◆ Stated problem a
Count the lines in the rows below that contain the string "flag". Give only the number.

◆ Text shown
====================
The faster path connection can be even higher speed than offered
from the highest quality of service (QoS) traffic.
[0037] At 402, a requester requests a connection manager for the
establishment of a faster path connection. The requester can be,
for example, a virtual machine (VM), container, HPC on tenant,
application, or other software or hardware. The connection manager
can be a trusted entity on a host or network interface and an
orchestrator. This request can include the source IP address,
destination IP address, and expected packet format (e.g., maximum
packet payload size). The requester may not have the ability to
establish a faster path connection and instead, the connection
manager forms the faster path connection. A trusted entity can
reject a request to create a faster path for a variety of reasons.
For example, the requester may have exceeded a number of faster
path allocations, the requester is not suitable for using faster
path, or a receiver VM is not suitable for using faster path
communication.
[0038] At 404, if the connection manager approves the creation of a
faster path connection, the connection manager sets up an
end-to-end connection of faster transmit and receive queue
configurations from the transmitter, through the network, and to
the destination receiver. In some examples, action 404 can include
one or more of: actions 406, 408, and 410.
====================
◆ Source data
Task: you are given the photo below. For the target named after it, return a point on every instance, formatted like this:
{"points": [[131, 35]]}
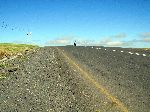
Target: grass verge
{"points": [[9, 49]]}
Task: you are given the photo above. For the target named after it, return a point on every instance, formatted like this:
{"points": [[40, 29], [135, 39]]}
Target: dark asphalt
{"points": [[124, 75]]}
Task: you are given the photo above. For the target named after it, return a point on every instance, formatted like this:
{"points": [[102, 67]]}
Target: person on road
{"points": [[75, 43]]}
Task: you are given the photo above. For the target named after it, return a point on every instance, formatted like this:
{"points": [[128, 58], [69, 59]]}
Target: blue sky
{"points": [[124, 23]]}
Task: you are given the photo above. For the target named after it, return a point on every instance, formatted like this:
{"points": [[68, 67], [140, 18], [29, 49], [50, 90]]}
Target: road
{"points": [[77, 79], [124, 73]]}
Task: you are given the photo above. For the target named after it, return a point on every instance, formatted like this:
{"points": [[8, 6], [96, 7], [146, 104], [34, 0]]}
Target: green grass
{"points": [[9, 49], [2, 76]]}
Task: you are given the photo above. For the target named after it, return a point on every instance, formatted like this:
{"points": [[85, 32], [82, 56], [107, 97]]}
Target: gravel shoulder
{"points": [[124, 75], [44, 81]]}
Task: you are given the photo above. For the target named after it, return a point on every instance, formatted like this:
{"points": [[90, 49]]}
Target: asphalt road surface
{"points": [[77, 79]]}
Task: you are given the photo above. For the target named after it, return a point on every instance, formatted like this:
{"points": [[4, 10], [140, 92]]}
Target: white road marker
{"points": [[144, 54]]}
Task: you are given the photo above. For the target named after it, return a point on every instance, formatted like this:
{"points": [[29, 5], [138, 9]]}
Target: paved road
{"points": [[76, 79], [125, 73]]}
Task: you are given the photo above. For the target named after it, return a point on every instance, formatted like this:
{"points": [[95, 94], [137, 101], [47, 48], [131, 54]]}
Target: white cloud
{"points": [[115, 43], [145, 35]]}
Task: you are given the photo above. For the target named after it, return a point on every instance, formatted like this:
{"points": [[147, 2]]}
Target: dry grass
{"points": [[9, 49]]}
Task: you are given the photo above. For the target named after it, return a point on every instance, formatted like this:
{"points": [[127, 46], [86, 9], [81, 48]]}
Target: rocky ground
{"points": [[43, 81], [125, 73]]}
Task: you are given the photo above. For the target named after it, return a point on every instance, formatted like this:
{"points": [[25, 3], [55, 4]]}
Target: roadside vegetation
{"points": [[10, 49]]}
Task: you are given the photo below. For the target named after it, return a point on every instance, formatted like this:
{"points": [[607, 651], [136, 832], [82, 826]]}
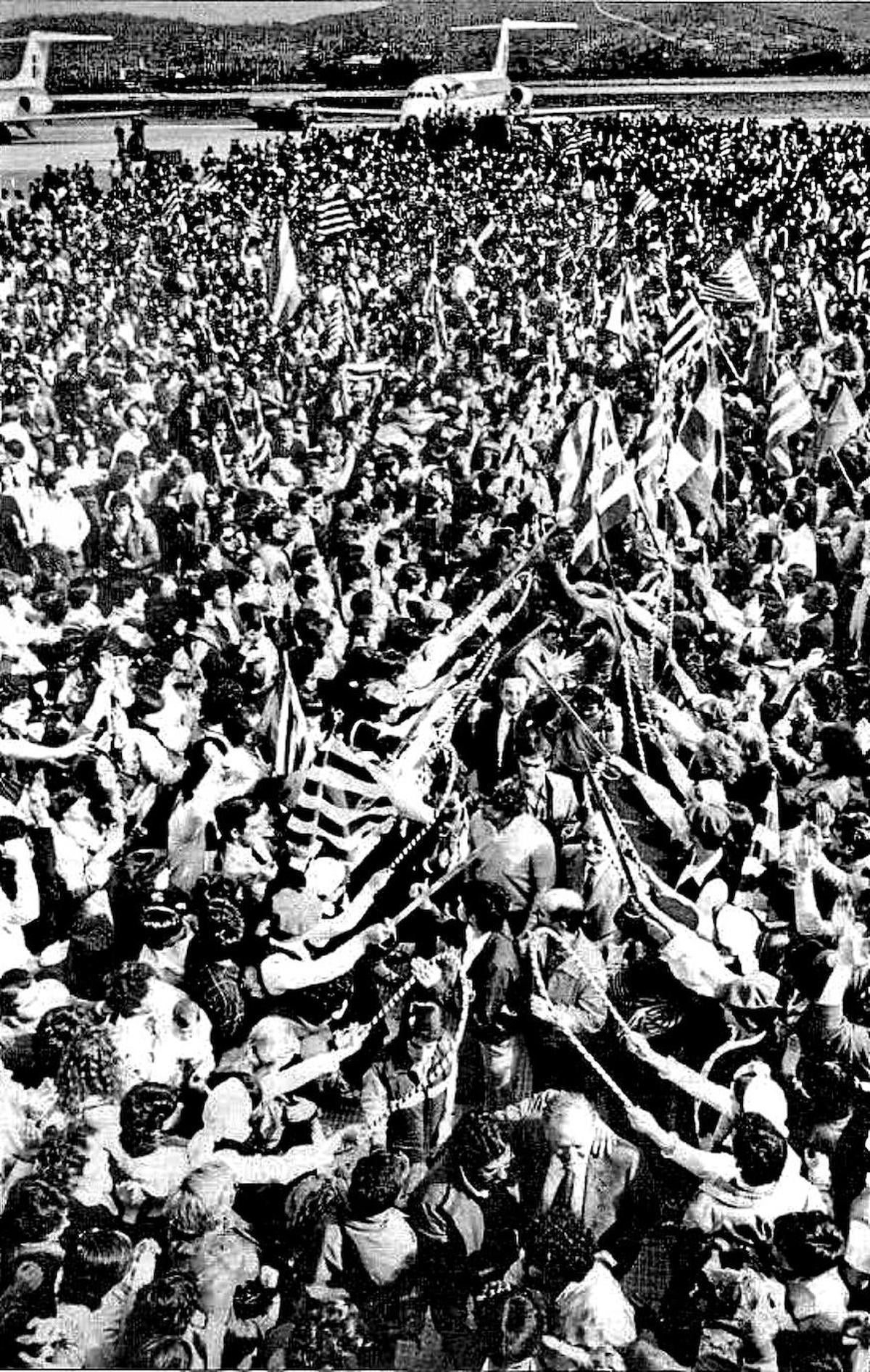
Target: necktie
{"points": [[567, 1198]]}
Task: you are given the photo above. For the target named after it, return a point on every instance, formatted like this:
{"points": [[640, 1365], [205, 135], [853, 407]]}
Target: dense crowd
{"points": [[433, 934]]}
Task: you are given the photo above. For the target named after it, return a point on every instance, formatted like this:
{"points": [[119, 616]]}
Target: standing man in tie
{"points": [[486, 741], [568, 1158]]}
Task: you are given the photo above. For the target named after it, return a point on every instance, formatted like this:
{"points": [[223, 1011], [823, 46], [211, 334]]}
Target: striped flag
{"points": [[335, 218], [763, 347], [172, 206], [293, 737], [697, 453], [652, 454], [862, 261], [733, 283], [790, 412], [281, 275], [434, 307], [765, 847], [687, 336], [843, 420], [338, 328], [624, 319], [576, 141], [647, 202], [593, 476], [346, 799]]}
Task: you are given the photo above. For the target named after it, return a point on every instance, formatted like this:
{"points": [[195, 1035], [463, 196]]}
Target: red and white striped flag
{"points": [[346, 799], [209, 183], [647, 202], [765, 847], [733, 283], [594, 479], [687, 336], [763, 347], [652, 454], [293, 736], [283, 276], [842, 422], [697, 453], [790, 412], [862, 262], [335, 218]]}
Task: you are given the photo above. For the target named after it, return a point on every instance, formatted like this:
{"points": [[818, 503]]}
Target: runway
{"points": [[94, 141]]}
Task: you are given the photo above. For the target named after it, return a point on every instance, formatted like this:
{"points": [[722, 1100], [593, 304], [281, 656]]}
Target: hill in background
{"points": [[402, 38]]}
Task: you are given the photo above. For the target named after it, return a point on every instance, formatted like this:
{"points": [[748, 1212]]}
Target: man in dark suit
{"points": [[487, 741], [566, 1157]]}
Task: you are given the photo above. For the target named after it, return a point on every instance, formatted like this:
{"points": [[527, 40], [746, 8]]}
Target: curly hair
{"points": [[95, 1261], [376, 1183], [759, 1150], [562, 1249], [144, 1110], [512, 1323], [33, 1210], [476, 1141], [167, 1353], [57, 1031], [62, 1155], [327, 1334], [810, 1244], [127, 988], [89, 1066], [165, 1307]]}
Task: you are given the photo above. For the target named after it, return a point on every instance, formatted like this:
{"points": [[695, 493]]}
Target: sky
====================
◆ Stated problem b
Answer these questions about the faster path connection text above:
(i) What examples of a requester does it list?
(ii) What three items can the request to the connection manager include?
(iii) Which actions can action 404 include?

◆ Response a
2

◆ Response b
(i) A virtual machine (VM), container, HPC on tenant, application, or other software or hardware.
(ii) The source IP address, the destination IP address, and the expected packet format (e.g., maximum packet payload size).
(iii) One or more of actions 406, 408, and 410.